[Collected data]
--------

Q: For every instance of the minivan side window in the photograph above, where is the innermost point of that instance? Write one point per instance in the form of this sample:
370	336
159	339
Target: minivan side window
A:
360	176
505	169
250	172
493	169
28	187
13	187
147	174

--------

• [Problem statement]:
Rewrite all of the material, substituting "van" for every occurrence of "minivan" and changing nothing else.

• [Solved problem]:
Q: For every instance of the van side window in the photograph above, where is the innermost point of that instance? Write one point per instance in the form of this sample:
370	336
159	339
Target: van side window
A:
360	176
505	169
250	172
493	169
28	187
13	187
147	174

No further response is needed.